» Written instruction
Output as a JSON list of strings, one per line with blank lines dropped, the lines of the records below that start with the line containing "Localize reflected orange" and go on through the line containing "[0, 0, 740, 252]", both included, and nothing else.

(Stored records)
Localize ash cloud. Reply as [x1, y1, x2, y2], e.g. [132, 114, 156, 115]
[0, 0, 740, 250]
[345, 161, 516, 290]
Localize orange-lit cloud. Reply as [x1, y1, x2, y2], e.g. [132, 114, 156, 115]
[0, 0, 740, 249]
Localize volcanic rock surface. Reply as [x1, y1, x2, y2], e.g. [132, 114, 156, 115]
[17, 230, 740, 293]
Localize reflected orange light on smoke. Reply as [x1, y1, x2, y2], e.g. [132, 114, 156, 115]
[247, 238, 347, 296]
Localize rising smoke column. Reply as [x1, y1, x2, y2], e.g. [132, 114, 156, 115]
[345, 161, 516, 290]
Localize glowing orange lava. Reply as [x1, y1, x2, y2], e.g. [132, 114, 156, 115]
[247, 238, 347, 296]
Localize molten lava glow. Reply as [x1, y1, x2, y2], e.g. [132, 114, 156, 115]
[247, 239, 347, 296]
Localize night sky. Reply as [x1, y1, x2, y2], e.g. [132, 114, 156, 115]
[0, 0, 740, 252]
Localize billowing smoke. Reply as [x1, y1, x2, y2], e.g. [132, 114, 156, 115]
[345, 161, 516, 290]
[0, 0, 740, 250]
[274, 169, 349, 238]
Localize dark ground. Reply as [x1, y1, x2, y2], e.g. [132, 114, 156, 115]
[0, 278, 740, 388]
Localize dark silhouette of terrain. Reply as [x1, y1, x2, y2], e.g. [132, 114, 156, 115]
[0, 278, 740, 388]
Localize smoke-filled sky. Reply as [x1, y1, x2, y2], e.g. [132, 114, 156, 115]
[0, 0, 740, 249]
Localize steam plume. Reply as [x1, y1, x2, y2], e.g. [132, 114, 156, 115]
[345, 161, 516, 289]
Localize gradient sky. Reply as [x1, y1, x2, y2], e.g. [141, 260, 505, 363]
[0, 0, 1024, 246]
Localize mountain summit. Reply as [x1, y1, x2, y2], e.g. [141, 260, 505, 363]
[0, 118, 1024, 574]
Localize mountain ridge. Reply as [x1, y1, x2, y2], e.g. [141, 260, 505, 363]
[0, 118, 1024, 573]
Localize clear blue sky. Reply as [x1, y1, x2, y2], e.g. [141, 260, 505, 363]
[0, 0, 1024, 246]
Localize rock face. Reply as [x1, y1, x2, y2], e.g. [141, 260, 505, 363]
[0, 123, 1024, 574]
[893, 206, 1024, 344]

» Correct result
[
  "Localize reflected orange light on smoke. Reply as [x1, y1, x2, y2], e.g. [132, 114, 156, 115]",
  "[247, 238, 347, 296]",
  "Localize rising smoke column. Reply as [x1, y1, x2, y2], e.g. [132, 114, 156, 115]",
  "[345, 161, 516, 290]",
  "Localize glowing orange lava. Reply as [x1, y1, x2, y2], e.g. [132, 114, 156, 115]",
  "[247, 238, 347, 296]",
  "Localize molten lava glow. Reply as [x1, y1, x2, y2], e.g. [132, 114, 156, 115]",
  "[247, 239, 347, 296]",
  "Localize night sky. Reply as [x1, y1, x2, y2], e.g. [132, 114, 156, 115]",
  "[0, 0, 740, 252]"
]